[PROVIDED MATERIAL — start]
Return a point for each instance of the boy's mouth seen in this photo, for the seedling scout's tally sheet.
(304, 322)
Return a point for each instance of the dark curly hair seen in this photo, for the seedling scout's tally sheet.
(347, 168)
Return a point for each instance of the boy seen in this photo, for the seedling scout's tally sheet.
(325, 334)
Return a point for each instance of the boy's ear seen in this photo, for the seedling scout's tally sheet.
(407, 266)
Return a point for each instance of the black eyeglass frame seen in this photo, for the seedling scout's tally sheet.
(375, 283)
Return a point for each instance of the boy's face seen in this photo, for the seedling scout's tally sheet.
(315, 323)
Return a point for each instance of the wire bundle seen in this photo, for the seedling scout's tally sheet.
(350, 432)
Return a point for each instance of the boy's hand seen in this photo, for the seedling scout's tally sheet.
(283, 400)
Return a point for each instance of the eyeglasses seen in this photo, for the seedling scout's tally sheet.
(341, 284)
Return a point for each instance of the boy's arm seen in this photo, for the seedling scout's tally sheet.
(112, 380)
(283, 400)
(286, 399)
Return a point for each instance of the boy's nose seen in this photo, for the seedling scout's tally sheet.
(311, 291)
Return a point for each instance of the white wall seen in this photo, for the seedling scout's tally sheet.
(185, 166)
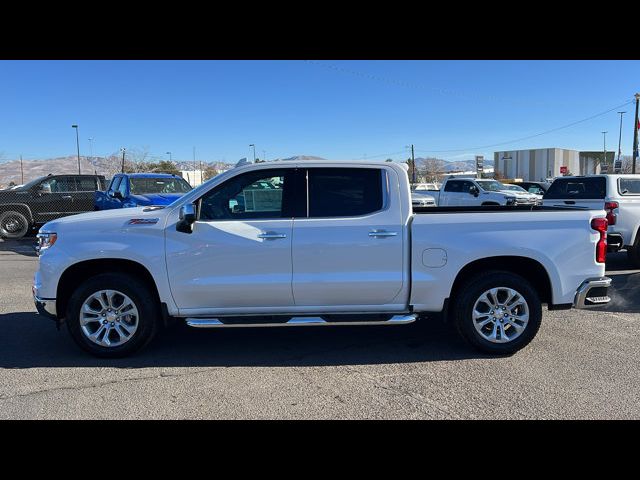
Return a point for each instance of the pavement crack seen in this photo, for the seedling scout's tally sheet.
(103, 384)
(406, 393)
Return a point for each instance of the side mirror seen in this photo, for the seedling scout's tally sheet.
(187, 217)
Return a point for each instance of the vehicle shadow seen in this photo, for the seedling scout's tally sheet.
(625, 285)
(29, 341)
(23, 246)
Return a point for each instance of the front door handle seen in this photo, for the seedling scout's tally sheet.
(382, 233)
(272, 235)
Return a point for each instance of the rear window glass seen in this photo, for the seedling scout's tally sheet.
(629, 186)
(578, 188)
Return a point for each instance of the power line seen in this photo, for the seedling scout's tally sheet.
(530, 136)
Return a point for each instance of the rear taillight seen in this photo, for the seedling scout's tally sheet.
(609, 207)
(600, 226)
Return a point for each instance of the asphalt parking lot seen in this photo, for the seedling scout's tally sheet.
(582, 365)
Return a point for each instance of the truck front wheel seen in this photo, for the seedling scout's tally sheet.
(497, 312)
(112, 315)
(13, 224)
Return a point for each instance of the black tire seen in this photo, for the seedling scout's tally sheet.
(145, 301)
(471, 291)
(13, 225)
(633, 255)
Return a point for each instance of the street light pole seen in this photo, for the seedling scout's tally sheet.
(78, 146)
(635, 135)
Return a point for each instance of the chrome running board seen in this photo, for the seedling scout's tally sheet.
(296, 321)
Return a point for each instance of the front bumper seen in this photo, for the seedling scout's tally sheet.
(593, 293)
(45, 306)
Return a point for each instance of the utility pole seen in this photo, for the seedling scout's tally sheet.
(620, 136)
(90, 148)
(604, 148)
(195, 166)
(413, 165)
(78, 145)
(635, 135)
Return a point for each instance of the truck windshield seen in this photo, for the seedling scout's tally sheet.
(141, 186)
(491, 185)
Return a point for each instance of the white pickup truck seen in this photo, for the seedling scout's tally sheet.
[PROVIDED MATERIAL — finish]
The pictures stay out; copy the rest of the data word for word.

▶ [REPLY]:
Return a point for each instance of the boy's mouth seen in this photo, for the seedling scout's tally sheet.
(304, 322)
Return a point for each instance of the dark curly hair seen in this photo, for the seedling scout's tally sheet.
(347, 168)
Return a point for each instance of the boy seen in this photo, for the seedling scout's tally sheet.
(325, 334)
Return a point for each instance of the boy's ear seen in this photo, for the seedling scout's tally sheet.
(407, 266)
Return a point for each instance of the black eyeglass frame seen in this photo, for the seedling scout's tally sheet.
(375, 283)
Return a point for each instance of the boy's face seen in this photo, for the seedling scout's tally sheet.
(315, 323)
Return a point for each instance of the wire bundle seen in this photo, for the seedling scout's tally sheet.
(350, 432)
Return a point for each instance of the boy's hand seen in this photo, for the seedling scout's tally sheet.
(283, 400)
Return a point for each instance of the eyeglasses seen in this photo, for the seedling scout's tally sheet.
(341, 284)
Return a point for each instance of the boy's arm seen in this photo, for the seedling scout's tally sheet.
(112, 380)
(283, 400)
(286, 399)
Return a point for each instance of the boy's nose seen in this photo, for the seedling scout's tally sheet.
(311, 291)
Return a point for each instance of the white wall seen in this photo, for the seedling scout's tally sheet.
(185, 166)
Return a point for each instance of the pavement crack seen in this photo, for the seedling scout's tally sheet.
(103, 384)
(406, 393)
Return a point for each instance of the side mirror seen in this photo, for the seedling scout's tally sheet.
(187, 217)
Return a point for each instance of the vehicle shadow seen in this photo, for the seedling scout's tally sheet.
(625, 285)
(29, 341)
(23, 246)
Return a point for each instance of the front door handle seen in this photo, for the seedling scout's tally sheet.
(382, 233)
(272, 235)
Return a point for each instance of the rear window glass seen in this photo, for the seedling scout's tally sheet.
(629, 186)
(578, 188)
Return a point for each instance of the power line seen in this photo, for the seedling scout's tally sheet.
(530, 136)
Return a point for each instance of the rear taillight seen in this photo, for the seedling scout's tally sheet.
(609, 207)
(600, 226)
Return a point for each instance of the asphalt parking lot seen in this photo, for the seedling scout's tally sheet.
(582, 365)
Return a point for each instance of the truck front wheel seen in this photo, for the seedling scout's tally sheet.
(497, 312)
(112, 315)
(13, 224)
Return a point for each instance of the black tire seen in this photo, for the seedling scout's tally sheet.
(145, 301)
(471, 291)
(13, 225)
(633, 255)
Return a point for each instance of the street light pole seen in this photo, for the seedling scout's tally sheet.
(78, 146)
(635, 135)
Return a point for each instance of the chrome running board seen in this photo, for the seedling scout's tally sheet.
(296, 321)
Return a point for each instance of the front bumper seen in this photo, for the seedling scout's tally sheet.
(593, 293)
(45, 306)
Return a point for each instance of the utility pole seen in this photo, for the seedling scout's tally sheet.
(620, 136)
(90, 148)
(604, 148)
(195, 166)
(413, 165)
(78, 145)
(635, 135)
Return a point for each instance of the truck windshield seen in this photo, for the seedling scout's tally sheet.
(141, 186)
(491, 185)
Return a point for each instance of the white pickup truck seen in this photo, for the seedling scout's tally sheet.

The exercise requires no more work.